> [Instruction]:
Edit the items from the line containing "like x=606, y=79." up to and including the line containing "x=464, y=334" by replacing "grey tarpaulin" with "gray tarpaulin". Return only those lines, with everything else unchanged.

◇ ◇ ◇ ◇ ◇

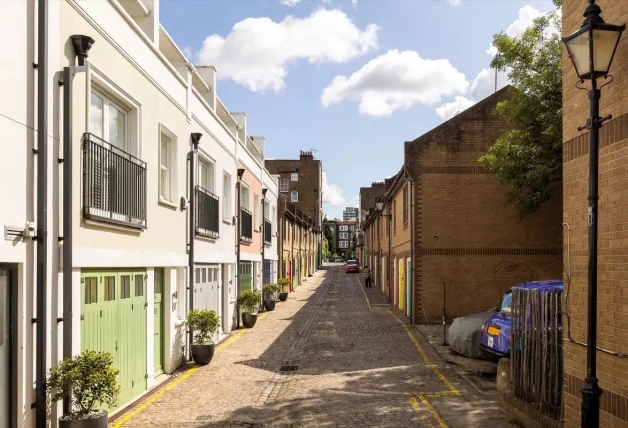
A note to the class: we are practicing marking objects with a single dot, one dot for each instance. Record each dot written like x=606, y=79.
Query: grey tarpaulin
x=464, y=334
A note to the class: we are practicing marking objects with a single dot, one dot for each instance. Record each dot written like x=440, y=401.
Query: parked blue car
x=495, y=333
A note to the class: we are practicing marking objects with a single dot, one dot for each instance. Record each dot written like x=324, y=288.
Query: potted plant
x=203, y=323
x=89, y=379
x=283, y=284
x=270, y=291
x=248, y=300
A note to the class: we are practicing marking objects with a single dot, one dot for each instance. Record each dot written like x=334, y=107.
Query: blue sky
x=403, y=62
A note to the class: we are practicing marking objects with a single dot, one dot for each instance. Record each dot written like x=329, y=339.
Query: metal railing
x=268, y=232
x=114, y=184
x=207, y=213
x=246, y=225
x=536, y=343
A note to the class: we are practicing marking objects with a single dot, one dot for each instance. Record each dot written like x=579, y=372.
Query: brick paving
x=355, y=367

◇ ◇ ◇ ◇ ◇

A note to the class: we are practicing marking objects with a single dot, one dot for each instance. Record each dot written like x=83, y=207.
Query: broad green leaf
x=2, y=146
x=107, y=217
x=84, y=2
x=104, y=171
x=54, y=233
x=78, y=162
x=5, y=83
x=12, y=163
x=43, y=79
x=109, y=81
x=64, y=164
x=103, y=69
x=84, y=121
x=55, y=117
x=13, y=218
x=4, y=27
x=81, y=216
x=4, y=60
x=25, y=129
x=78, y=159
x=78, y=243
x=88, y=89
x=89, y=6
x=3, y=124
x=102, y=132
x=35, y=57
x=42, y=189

◇ ◇ ◇ ◇ ◇

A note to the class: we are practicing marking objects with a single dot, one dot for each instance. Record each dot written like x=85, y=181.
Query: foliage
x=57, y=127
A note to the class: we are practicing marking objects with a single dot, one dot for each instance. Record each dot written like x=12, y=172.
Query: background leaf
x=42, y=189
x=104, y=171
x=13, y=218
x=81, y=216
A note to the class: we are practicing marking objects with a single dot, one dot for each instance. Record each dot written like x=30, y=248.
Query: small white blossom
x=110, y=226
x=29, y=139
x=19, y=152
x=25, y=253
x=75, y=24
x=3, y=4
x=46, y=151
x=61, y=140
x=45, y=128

◇ ◇ ◇ ◇ ◇

> [Finished answer]:
A note to the class: we are practicing marking objects with a single dot, one dot for each instance. Record each dot written like x=606, y=79.
Query: gray tarpaulin
x=464, y=334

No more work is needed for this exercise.